To derive meaningful insights from LDA, certain parameters must be specified, particularly the alpha and beta values, as well as the number of topics to be generated. The alpha parameter controls the distribution of topics across documents, while the beta parameter governs the distribution of words within topics. These parameters typically range from 0.01 to 0.99, and their values are fine-tuned to optimize the model [40]. Additionally, selecting the appropriate number of topics is a critical challenge in LDA topic modeling, which is addressed by the coherence score. This metric helps determine the optimal number of topics and the relevance of keywords within each topic [41].

The coherence score is used as a proxy for the interpretability and consistency of the topic model. It calculates how frequently words within each topic co-occur in the dataset, assessing the coherence of topics [32]. To determine the optimal number of topics and parameter settings in this study, the alpha and beta values were varied between 0.01 and 0.99, and the number of topics was tested from two to ten, considering the total number of articles in the dataset. The coherence index was calculated for each configuration, enabling comparisons across different topic compositions.

Through this comparison, the study identified core topics—those with a high density of consistent keywords—and variable topics, which showed fluctuations based on model settings. The analysis also involved interpreting the meanings and implications of the subject areas represented by each topic, providing deeper insights into the thematic structure within the field of GAI and security. Figure 4 illustrates the conceptual model of the LDA topic modeling process used in this study.

One of the most challenging aspects of LDA topic modeling is determining the optimal number of topics [42]. To address this, the coherence score was used as a reference index, specifically employing the Cv metric. The Cv metric has been shown to perform effectively in assessing the interpretability of extracted topics, based on the pairwise similarity between words within a topic [43]. This metric assumes that higher pairwise similarity between words within a topic corresponds to greater coherence.

The Cv metric conceptualizes a keyword as a context vector, representing its co-occurrence frequency with surrounding terms. It calculates the cosine similarity between these vectors and averages the pairwise similarities to produce the coherence score. The formula for calculating the Cv value is provided in equation (1) [44]. This approach yields a more accurate measure of topic coherence by considering the relationships between neighboring words, rather than simply measuring direct word similarity [44].

▶ _Records supplied_:
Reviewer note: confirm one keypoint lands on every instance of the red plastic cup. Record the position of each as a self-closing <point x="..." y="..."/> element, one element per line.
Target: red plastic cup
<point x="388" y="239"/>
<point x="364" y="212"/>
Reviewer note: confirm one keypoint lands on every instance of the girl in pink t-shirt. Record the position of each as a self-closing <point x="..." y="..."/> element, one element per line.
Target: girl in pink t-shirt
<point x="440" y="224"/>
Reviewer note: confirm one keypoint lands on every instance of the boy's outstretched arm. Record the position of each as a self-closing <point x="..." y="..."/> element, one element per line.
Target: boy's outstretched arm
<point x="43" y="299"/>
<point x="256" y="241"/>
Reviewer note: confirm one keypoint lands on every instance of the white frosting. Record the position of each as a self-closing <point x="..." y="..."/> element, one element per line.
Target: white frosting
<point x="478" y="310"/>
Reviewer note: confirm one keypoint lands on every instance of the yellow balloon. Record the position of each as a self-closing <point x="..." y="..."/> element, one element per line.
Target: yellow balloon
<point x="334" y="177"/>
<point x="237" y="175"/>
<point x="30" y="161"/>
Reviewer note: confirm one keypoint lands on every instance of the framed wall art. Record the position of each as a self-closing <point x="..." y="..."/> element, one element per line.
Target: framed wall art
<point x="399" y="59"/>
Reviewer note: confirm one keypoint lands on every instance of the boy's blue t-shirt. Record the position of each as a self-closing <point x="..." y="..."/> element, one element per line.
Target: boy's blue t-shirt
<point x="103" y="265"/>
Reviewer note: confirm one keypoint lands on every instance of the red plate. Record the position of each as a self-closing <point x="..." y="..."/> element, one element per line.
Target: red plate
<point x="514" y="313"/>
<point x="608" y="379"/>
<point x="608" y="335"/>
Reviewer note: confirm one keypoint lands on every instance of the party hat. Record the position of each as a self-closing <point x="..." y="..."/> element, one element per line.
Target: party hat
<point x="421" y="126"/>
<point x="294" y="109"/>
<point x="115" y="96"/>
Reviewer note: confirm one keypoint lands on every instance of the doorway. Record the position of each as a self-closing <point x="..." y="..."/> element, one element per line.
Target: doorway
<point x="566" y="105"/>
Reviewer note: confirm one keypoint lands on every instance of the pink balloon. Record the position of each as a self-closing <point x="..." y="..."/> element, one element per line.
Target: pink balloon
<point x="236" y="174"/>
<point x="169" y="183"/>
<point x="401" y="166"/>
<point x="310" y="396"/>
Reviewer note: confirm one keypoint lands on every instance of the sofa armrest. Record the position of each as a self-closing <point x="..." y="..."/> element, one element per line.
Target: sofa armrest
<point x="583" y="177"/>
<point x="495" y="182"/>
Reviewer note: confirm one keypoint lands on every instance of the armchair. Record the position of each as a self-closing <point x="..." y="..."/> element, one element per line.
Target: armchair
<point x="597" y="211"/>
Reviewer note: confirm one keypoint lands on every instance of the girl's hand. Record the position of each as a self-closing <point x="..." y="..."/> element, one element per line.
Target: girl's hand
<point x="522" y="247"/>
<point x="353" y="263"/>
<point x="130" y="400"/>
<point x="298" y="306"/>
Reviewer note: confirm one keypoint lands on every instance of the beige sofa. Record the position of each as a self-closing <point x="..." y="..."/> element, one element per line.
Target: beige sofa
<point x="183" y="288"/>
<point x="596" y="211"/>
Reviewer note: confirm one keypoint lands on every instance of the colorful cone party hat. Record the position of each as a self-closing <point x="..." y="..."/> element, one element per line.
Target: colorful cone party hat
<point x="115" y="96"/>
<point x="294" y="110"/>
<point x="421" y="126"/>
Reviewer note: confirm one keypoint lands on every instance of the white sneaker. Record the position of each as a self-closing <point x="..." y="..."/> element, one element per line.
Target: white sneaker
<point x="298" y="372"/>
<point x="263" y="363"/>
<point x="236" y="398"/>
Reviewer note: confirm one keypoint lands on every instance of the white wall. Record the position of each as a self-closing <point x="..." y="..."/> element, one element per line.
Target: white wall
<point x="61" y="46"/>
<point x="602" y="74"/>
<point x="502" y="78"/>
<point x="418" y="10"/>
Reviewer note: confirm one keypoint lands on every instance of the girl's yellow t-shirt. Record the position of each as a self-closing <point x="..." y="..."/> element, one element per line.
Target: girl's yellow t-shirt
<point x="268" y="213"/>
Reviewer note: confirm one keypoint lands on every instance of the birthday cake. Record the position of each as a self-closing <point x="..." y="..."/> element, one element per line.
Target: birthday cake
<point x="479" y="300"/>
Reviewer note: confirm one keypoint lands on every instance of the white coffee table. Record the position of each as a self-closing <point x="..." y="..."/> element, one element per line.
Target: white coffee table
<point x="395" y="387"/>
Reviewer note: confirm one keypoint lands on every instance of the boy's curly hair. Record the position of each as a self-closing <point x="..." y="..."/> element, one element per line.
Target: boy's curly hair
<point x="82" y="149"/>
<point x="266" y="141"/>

==

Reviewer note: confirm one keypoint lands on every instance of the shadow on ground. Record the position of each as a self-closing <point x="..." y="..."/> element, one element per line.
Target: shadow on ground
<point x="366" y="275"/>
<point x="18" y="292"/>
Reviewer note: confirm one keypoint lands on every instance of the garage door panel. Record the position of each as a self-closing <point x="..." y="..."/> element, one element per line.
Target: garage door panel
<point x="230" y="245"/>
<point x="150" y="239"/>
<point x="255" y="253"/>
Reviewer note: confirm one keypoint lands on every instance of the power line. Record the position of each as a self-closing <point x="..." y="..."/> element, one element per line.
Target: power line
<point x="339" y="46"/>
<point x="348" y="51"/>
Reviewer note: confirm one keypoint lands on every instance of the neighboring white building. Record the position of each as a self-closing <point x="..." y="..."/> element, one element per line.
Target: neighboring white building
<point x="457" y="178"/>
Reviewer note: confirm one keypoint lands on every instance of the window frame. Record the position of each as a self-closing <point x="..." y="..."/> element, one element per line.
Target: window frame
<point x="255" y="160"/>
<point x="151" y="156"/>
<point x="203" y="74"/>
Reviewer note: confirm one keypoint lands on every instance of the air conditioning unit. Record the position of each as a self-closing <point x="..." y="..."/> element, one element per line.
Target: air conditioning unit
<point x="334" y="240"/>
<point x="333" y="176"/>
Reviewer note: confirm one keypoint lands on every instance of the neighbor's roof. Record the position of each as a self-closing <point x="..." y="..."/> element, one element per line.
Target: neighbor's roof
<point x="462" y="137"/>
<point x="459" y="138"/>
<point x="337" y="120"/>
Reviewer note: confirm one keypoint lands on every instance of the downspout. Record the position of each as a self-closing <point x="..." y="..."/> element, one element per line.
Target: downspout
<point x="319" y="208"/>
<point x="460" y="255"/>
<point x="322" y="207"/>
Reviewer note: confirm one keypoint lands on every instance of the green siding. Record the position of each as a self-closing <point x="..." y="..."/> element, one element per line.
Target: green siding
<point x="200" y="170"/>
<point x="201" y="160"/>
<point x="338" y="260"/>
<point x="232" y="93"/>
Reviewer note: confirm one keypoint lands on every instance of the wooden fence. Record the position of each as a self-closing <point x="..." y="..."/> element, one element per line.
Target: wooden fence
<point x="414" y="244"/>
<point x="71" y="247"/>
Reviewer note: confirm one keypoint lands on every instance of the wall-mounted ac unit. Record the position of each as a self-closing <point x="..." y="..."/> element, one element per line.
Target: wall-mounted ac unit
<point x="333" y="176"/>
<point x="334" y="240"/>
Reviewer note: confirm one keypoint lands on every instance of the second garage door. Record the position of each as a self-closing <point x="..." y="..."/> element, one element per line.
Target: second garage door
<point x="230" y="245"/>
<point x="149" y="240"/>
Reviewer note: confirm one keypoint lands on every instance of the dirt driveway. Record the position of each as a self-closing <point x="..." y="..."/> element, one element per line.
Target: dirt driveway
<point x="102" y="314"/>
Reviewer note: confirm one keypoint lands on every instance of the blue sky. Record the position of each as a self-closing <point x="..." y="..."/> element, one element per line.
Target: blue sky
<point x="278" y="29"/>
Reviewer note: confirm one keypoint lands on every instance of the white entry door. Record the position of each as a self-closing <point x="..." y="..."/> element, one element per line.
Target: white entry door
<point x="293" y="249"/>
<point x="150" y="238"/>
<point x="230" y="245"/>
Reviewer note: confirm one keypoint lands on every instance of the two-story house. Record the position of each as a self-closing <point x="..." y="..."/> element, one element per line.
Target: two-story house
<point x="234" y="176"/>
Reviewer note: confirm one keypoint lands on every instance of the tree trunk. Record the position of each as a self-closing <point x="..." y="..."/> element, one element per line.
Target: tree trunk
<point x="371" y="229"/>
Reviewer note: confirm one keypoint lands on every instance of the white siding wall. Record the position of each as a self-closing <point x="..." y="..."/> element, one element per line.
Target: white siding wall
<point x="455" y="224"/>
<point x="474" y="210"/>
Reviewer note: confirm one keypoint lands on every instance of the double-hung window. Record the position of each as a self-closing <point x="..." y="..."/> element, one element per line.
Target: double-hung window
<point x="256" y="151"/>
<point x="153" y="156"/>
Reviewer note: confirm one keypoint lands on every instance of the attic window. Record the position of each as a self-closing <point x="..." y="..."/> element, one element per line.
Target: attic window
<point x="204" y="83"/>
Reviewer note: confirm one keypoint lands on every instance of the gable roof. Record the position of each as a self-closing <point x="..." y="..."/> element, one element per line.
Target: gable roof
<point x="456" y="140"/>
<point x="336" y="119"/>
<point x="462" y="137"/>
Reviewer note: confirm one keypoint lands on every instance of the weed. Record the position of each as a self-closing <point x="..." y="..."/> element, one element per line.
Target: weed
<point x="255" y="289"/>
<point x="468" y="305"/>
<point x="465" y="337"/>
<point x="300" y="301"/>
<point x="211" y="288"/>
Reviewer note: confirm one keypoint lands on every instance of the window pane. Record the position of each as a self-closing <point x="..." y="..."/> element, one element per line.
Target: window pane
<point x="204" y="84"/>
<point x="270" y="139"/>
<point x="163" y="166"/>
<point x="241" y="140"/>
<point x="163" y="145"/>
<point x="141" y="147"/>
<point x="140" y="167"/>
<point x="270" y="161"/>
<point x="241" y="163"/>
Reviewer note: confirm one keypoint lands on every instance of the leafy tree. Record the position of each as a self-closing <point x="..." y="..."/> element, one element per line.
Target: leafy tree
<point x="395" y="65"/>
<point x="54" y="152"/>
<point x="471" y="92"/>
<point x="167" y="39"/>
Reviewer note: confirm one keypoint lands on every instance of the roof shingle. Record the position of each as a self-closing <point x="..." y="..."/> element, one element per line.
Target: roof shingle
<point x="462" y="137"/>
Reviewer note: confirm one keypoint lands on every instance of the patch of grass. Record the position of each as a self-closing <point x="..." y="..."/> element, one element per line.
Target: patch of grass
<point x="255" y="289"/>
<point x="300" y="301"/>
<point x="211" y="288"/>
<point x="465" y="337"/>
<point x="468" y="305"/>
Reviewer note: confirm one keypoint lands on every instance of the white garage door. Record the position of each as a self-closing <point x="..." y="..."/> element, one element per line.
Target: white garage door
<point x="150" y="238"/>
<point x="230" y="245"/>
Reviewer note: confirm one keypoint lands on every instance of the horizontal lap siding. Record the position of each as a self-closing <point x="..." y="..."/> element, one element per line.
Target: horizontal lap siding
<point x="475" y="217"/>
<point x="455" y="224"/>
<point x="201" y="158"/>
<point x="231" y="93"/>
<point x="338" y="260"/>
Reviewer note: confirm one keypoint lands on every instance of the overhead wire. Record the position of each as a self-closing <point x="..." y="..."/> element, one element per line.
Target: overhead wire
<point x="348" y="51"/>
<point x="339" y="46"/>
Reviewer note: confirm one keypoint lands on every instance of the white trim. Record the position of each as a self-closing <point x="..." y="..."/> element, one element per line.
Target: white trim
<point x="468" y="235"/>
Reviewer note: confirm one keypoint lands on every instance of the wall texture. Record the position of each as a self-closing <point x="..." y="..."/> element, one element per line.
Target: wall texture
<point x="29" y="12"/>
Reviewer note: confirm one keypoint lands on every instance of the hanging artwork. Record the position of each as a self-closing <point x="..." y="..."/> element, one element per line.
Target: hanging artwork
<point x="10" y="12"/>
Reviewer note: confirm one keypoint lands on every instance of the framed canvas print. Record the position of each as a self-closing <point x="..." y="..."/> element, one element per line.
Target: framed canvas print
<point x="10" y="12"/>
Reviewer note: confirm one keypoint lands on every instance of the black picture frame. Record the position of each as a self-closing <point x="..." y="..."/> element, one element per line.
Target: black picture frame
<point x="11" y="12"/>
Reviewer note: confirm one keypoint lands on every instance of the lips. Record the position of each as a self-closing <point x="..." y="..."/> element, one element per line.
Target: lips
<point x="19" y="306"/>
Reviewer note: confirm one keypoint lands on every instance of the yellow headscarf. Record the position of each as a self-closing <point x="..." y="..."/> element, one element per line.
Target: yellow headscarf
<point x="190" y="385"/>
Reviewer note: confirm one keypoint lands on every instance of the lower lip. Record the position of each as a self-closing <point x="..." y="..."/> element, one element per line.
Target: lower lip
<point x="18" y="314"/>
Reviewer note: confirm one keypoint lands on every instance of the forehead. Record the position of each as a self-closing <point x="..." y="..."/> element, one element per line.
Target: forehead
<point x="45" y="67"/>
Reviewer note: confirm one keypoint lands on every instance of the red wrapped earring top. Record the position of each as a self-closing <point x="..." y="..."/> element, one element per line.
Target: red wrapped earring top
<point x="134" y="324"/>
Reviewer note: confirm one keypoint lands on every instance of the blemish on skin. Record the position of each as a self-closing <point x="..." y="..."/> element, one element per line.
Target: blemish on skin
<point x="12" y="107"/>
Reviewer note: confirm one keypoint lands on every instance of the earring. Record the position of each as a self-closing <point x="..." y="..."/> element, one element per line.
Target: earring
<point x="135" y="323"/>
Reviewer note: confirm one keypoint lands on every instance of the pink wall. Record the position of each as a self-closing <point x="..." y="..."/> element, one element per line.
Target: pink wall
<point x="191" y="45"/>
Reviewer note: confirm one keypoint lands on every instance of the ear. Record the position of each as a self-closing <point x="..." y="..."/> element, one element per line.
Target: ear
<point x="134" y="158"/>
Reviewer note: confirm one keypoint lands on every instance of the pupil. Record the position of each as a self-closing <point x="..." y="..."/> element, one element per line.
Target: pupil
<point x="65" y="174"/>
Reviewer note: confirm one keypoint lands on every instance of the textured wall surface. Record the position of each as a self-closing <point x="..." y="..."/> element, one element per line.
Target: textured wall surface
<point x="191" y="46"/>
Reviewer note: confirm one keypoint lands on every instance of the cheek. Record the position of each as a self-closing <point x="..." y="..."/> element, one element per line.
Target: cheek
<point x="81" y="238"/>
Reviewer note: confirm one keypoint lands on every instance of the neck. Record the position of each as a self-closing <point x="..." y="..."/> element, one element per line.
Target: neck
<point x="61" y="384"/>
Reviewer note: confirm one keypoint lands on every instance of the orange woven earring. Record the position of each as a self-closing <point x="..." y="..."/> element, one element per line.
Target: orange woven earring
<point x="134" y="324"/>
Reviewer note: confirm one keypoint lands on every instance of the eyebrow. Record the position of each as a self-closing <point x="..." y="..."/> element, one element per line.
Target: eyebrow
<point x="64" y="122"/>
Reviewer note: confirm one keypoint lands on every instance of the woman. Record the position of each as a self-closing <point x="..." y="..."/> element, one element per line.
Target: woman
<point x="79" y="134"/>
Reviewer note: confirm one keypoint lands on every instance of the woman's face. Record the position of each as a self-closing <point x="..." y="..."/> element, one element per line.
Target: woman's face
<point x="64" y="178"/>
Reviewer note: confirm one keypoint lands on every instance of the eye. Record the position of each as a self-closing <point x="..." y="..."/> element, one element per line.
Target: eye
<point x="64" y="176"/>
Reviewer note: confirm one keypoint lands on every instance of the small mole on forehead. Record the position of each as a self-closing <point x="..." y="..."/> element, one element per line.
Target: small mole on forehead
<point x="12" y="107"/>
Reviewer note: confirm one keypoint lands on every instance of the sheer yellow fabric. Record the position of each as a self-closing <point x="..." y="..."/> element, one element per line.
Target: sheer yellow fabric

---

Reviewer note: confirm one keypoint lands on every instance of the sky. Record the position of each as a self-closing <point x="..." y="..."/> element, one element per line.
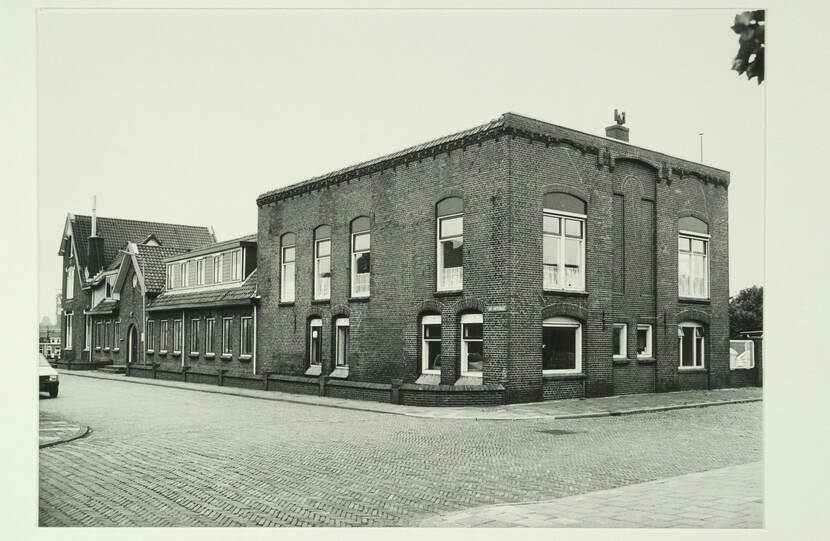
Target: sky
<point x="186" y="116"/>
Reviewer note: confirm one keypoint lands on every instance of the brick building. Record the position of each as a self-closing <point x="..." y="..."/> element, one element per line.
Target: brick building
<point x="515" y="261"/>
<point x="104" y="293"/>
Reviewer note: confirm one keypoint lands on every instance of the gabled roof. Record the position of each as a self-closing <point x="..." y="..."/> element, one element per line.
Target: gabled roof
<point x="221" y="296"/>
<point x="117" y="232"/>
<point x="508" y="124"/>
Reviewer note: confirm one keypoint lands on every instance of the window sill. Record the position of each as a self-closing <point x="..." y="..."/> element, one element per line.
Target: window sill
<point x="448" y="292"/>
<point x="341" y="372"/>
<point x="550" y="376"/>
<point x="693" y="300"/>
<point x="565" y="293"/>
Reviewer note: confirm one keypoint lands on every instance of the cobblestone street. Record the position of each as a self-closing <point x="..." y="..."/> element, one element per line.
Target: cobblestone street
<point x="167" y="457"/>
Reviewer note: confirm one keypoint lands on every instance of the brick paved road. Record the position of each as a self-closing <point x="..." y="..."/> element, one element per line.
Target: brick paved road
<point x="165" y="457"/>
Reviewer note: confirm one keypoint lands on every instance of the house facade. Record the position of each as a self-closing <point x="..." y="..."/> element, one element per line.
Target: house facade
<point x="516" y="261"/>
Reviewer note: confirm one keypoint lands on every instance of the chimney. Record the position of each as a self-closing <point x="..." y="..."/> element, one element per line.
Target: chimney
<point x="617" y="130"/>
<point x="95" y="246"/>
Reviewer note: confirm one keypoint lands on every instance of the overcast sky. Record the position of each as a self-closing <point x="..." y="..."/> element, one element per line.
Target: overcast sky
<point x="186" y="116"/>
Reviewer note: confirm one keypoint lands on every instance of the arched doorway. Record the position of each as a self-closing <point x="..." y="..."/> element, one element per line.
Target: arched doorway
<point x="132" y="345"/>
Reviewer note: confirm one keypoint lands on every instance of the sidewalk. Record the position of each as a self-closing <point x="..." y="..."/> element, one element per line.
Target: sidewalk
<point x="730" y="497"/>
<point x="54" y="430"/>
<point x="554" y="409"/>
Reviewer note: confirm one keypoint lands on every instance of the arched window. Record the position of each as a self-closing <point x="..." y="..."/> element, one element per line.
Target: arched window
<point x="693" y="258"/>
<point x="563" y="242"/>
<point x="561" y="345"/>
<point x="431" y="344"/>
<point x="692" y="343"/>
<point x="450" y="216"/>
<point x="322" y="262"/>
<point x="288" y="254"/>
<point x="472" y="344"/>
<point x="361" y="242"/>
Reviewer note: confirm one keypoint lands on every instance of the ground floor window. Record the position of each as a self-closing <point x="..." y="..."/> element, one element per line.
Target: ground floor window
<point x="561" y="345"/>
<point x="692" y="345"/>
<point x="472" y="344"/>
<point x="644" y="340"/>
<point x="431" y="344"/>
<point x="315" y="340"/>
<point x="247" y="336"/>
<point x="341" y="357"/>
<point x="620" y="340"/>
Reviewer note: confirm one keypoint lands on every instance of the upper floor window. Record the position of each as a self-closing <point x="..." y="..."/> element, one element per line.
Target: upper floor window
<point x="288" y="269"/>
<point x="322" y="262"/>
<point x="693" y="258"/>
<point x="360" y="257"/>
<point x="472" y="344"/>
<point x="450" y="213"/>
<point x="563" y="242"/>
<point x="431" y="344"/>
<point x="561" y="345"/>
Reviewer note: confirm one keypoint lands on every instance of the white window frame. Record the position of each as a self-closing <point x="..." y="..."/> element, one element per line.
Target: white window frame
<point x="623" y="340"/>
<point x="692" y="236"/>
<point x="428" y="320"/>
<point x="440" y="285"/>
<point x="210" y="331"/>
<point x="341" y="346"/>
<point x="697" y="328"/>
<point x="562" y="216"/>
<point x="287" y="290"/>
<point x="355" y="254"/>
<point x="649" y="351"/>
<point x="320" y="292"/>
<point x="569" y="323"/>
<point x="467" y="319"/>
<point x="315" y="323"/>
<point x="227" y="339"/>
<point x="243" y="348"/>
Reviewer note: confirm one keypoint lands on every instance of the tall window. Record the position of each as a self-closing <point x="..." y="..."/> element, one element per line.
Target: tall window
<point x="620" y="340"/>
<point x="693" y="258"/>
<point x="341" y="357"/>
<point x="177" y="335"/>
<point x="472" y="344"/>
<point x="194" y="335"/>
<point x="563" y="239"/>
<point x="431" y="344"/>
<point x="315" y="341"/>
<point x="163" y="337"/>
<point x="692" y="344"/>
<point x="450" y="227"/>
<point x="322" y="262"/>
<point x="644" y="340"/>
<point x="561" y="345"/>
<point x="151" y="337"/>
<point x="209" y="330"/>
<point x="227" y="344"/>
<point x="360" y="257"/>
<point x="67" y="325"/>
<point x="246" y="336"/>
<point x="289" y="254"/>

▶ _Work task A_:
Answer these from the topic-modeling text:
(i) What does the beta parameter govern?
(ii) Over what range was the number of topics tested?
(iii) Which metric was employed for the coherence score?
▶ _Work task B_: Give the part of the topic-modeling text that opens with the words "One of the most" and closes with "to greater coherence.", swapping "reference index" for "guiding measure".

▶ _Response box A_:
(i) The distribution of words within topics.
(ii) From two to ten.
(iii) The Cv metric.

▶ _Response box B_:
One of the most challenging aspects of LDA topic modeling is determining the optimal number of topics [42]. To address this, the coherence score was used as a guiding measure, specifically employing the Cv metric. The Cv metric has been shown to perform effectively in assessing the interpretability of extracted topics, based on the pairwise similarity between words within a topic [43]. This metric assumes that higher pairwise similarity between words within a topic corresponds to greater coherence.